**ACTION ITEM:** For each entry, output its words exactly and leave any picture behind.

Photo-based referring expression data:
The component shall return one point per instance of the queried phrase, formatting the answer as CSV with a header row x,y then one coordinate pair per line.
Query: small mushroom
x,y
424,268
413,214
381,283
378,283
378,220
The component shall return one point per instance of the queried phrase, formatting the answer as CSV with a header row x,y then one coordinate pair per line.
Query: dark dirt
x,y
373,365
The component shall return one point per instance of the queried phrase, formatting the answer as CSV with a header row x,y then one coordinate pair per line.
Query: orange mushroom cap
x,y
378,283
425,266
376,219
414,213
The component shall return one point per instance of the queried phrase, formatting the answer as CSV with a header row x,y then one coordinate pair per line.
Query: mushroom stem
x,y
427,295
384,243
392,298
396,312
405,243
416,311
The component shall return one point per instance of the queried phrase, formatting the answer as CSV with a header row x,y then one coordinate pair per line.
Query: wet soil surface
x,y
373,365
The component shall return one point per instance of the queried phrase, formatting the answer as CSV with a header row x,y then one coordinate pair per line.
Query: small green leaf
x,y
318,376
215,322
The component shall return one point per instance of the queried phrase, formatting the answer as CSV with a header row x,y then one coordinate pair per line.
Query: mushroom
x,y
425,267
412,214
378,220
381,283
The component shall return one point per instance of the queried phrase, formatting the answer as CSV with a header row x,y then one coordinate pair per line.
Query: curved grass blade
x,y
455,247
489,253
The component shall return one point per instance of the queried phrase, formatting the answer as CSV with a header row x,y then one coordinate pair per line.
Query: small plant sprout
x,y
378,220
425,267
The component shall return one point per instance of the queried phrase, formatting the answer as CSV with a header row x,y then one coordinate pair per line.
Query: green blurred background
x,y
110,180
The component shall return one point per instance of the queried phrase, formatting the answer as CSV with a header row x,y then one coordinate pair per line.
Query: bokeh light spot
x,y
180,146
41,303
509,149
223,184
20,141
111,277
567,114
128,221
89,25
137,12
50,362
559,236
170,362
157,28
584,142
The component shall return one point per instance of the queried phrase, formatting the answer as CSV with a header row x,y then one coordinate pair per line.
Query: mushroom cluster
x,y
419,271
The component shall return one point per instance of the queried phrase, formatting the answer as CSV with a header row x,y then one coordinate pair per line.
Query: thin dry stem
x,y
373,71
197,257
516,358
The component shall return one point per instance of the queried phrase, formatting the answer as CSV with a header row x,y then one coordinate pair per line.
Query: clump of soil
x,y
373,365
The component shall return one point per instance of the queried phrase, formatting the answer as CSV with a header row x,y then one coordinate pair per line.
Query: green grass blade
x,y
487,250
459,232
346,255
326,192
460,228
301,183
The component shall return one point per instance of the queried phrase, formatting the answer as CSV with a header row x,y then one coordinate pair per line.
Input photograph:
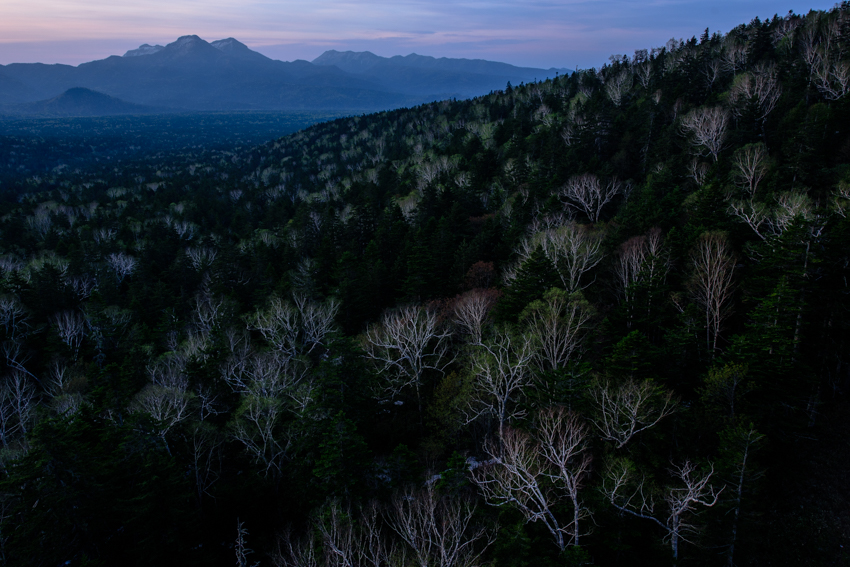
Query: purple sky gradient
x,y
537,33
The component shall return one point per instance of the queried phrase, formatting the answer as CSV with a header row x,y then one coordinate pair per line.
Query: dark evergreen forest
x,y
598,320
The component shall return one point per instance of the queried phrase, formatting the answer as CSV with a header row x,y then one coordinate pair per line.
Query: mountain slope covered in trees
x,y
594,320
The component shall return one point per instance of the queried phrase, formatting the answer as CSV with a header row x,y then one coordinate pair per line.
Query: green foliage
x,y
134,263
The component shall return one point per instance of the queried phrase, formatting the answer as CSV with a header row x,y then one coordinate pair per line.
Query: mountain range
x,y
191,74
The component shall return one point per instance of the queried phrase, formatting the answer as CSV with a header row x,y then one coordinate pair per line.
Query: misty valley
x,y
600,318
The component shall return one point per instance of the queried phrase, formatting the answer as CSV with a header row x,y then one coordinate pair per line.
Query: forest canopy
x,y
596,319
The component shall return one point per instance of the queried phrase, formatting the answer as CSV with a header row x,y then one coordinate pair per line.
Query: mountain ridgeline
x,y
191,74
594,320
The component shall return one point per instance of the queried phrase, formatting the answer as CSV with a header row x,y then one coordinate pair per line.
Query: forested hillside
x,y
599,320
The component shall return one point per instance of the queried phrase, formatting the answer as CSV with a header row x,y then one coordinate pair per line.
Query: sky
x,y
536,33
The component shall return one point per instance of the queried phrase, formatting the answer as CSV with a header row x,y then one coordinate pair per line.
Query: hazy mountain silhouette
x,y
193,74
79,101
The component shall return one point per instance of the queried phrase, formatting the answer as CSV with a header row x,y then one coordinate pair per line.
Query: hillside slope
x,y
602,319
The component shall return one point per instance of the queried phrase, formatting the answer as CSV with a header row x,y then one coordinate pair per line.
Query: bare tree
x,y
711,283
205,445
122,264
278,323
624,411
407,343
501,371
641,261
439,530
13,317
259,427
71,327
750,167
698,171
295,552
563,442
712,70
706,129
241,546
528,473
643,72
472,309
167,405
17,407
574,250
634,498
588,194
759,87
317,320
558,324
618,86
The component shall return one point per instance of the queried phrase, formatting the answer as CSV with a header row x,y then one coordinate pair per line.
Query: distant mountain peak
x,y
144,49
236,48
352,61
228,44
185,40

**EXPECTED ANSWER:**
The component shall return one point per instance of the queried phrase, formatting the answer as CSV with a header row x,y then one coordinate pair per line.
Query: small mushroom
x,y
424,268
413,214
381,283
378,283
378,220
The component shall return one point per instance of the queried phrase, formatting the answer as CSV with a header row x,y then one coordinate pair per line.
Query: dark dirt
x,y
373,365
The component shall return one point per instance of the queried phrase, formatting the answer as CSV with a header row x,y then one coordinate pair per line.
Query: orange mushroom cap
x,y
378,283
425,266
376,219
414,213
The component shall return one point per instance of the queried phrase, formatting the answer as CSV with a header row x,y then one coordinate pair per line.
Query: mushroom stem
x,y
427,295
384,243
392,298
396,312
405,243
416,311
The component shall return one point per instance of the queried phrase, formatting the answer as CSV with a header row x,y then one coordinate pair per line.
Query: wet soil surface
x,y
373,365
The component shall return one point per instance of the queried phrase, formatting the answer as CSV with a header row x,y then one coordinate pair per line.
Query: small green leaf
x,y
318,376
215,322
The component shall return one point per instance of the queried phrase, formatting the answer as CSV with a header row x,y then one coordinate pair per line.
Query: mushroom
x,y
425,267
412,214
378,220
381,283
The component shall return one point per instance of the queried phrase, formatting the answer as CSV with a header row x,y then one coordinate pair per line.
Query: curved grass blade
x,y
455,247
489,253
The component shall return one point per instance of the queried phrase, formatting the answer as CSV with a header row x,y then one coordinate pair per line.
Query: small plant sprout
x,y
378,220
425,267
The component shall return one point per instance of the queried phrase, formatting the answer as CSV with a header row x,y then one coordinate pair per line.
Query: green blurred background
x,y
110,180
The component shall return one point per instance of the queried phrase, formatting the answer as CSV with a header row x,y then one coordinate pair per line.
Query: bokeh light spot
x,y
180,146
41,303
509,149
223,184
20,141
111,277
567,114
128,221
89,25
137,12
50,362
559,236
170,362
157,28
584,142
The component shall return one point per instance of the queried phrase, formatting the answer as CSV with a header row x,y then one coordinate pair per line.
Query: mushroom cluster
x,y
419,271
The component shall return one point per instance of the queried phrase, formatting the answer as CSV with a header row x,y then one coordinate pair per line.
Query: thin dry stem
x,y
373,71
197,257
516,358
The component shall return one point per instance of the queried phrase, formatting the answer as CSV with a header row x,y then one coordinate pair per line.
Query: clump of soil
x,y
373,365
The component shall return one point per instance of the queried phrase, formatting the answer as CSV with a header row x,y then one coordinate pair per line.
Query: green grass blade
x,y
487,250
459,232
346,255
326,192
460,228
301,183
The component shall return one point per instance of the queried phrase, formatting the answer as CSV with a header row x,y then one coordinate pair per line.
Input photograph:
Query: purple sky gradient
x,y
537,33
The component shall return one point per instance of the queried phrase, formatting the answer as CSV with a header row x,y then one coordinate pair per line.
Query: dark evergreen forest
x,y
598,320
The component shall return one point per instance of the queried phrase, formatting the answer as CSV with a header row x,y then one coordinate pair per line.
Query: mountain slope covered in trees
x,y
594,320
The component shall return one point per instance of the queried phrase, formatting the answer as CSV with a header row x,y then one coordinate pair per line.
Query: green foliage
x,y
134,263
The component shall return one point per instance of the queried phrase, formatting the answer as CSV with a header row x,y then one coordinate pair per line.
Query: mountain range
x,y
191,74
The component shall return one point per instance of the queried phrase, formatting the answer as CSV with a header row x,y then one coordinate pair per line.
Query: misty valley
x,y
600,318
The component shall return one point per instance of the queried phrase, formatting the answer as CSV with a header row x,y then one coordinate pair per line.
Query: forest canopy
x,y
596,319
The component shall return one point per instance of the queried phrase, formatting the answer as CSV with a header row x,y then one coordinate pair per line.
Query: mountain ridgeline
x,y
191,74
594,320
The component shall return one point per instance of the queried phrase, formatting the answer as CSV with a header row x,y then one coordinate pair per line.
Query: forested hillside
x,y
599,320
The component shall return one point per instance of the queried phrase, formatting the answer as CSV with a header row x,y then one coordinate pair per line.
Query: sky
x,y
536,33
The component shall return one point per instance of the queried phrase, formatting the answer as CSV with a header row x,y then one coordinate pair per line.
Query: hazy mountain silhouette
x,y
193,74
79,101
The component shall return one point per instance of the queried phrase, formatting the answer as CSV with a header row x,y then one coordinate pair per line.
Query: hillside slope
x,y
602,319
The component shall return one point per instance of the queried phrase, formatting the answer as CSV with a header row x,y then one coordinate pair per line.
Query: bare tree
x,y
711,283
205,445
122,264
278,323
624,411
407,343
501,371
641,261
439,530
13,317
259,427
71,327
750,167
698,171
295,552
563,442
712,70
706,129
241,546
528,473
643,72
472,309
167,405
17,407
574,250
634,498
588,194
759,87
317,320
558,324
618,86
The component shall return one point per instance of the queried phrase, formatting the answer as CSV with a header row x,y then one coordinate pair per line.
Query: distant mountain peak
x,y
144,49
236,48
352,61
228,44
185,40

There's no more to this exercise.